Objetivo de la tarea.
Reproduce sin cambios el pasaje del diálogo entre Torcuato y Areilza sobre el Rey, empezando en "Torcuato sagazmente llevaba" y terminando en "Consejo del Reino?".

Texto fuente.

De las generalidades pasaron a llamar a las cosas por su nombre.

—Carlos Arias no puede seguir —disparó Torcuato—. Metería a la Monarquía en un callejón sin otra salida que un Gobierno militar, con Fraga o sin Fraga.

Torcuato sagazmente llevaba el juego al terreno de Areilza, para observar su reacción.

—Habría que echarle valor y enfrentarse a la situación —Areilza respondió como en una nebulosa.

—«Habría que», no: ¡hay que! El Rey tiene que asumir la responsabilidad de hacer ese cambio.

—¿Puede hacerlo…? ¿Le daría su plácet el Consejo del Reino?

—Puede hacerlo en cualquier momento. Y si el Consejo del Reino se negara, hay otros caminos para legalizar su situación. Todos los mensajes de ánimo que le hagamos llegar al Rey pueden ser muy eficaces. Pero el actor ha de ser él.

—¿Y… el Rey tiene ya en cartera algún sucesor? —Areilza simulaba indiferencia—. ¿O lo deja al albur de la terna que le confeccionen?

Información proporcionada.
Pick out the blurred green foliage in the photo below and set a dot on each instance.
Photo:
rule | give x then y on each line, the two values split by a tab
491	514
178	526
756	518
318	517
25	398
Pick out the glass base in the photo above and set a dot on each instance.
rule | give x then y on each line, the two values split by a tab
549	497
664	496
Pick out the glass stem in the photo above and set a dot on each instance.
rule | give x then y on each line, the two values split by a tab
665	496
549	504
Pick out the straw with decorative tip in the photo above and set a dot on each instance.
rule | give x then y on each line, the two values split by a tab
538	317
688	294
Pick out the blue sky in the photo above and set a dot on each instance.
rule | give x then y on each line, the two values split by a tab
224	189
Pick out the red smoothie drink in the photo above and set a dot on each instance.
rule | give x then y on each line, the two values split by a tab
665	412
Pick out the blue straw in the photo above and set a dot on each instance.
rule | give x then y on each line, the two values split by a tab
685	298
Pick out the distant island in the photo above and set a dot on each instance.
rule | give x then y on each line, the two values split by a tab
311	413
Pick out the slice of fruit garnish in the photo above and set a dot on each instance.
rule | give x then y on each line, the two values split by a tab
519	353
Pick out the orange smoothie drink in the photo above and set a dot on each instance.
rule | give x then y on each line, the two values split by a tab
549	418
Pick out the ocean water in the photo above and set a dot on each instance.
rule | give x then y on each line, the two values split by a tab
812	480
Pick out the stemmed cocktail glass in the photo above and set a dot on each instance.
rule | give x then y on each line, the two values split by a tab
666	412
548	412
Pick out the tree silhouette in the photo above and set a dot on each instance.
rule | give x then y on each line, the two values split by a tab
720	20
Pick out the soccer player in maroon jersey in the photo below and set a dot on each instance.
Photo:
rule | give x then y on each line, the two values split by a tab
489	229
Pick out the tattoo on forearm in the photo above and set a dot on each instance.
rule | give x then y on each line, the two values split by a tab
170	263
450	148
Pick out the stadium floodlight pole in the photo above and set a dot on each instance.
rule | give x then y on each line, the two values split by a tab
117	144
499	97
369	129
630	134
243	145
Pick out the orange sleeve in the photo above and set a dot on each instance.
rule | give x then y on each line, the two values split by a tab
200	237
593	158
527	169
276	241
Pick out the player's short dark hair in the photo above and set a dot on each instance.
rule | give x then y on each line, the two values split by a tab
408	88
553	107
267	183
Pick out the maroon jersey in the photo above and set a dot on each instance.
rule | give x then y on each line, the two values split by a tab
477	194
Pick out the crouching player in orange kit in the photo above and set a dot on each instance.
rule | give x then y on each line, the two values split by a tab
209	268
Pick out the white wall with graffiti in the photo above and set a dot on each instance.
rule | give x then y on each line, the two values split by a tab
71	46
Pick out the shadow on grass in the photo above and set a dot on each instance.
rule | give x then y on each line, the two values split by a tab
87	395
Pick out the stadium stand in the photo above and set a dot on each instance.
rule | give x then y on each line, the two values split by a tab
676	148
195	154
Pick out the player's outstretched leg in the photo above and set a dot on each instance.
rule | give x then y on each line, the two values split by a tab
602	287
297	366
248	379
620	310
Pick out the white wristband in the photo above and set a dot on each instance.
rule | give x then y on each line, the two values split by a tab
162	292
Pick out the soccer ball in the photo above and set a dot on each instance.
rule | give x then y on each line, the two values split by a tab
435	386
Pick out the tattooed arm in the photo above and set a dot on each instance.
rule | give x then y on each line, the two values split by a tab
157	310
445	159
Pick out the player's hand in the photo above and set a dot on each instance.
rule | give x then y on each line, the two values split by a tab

Respuesta completa.
Torcuato sagazmente llevaba el juego al terreno de Areilza, para observar su reacción.

—Habría que echarle valor y enfrentarse a la situación —Areilza respondió como en una nebulosa.

—«Habría que», no: ¡hay que! El Rey tiene que asumir la responsabilidad de hacer ese cambio.

—¿Puede hacerlo…? ¿Le daría su plácet el Consejo del Reino?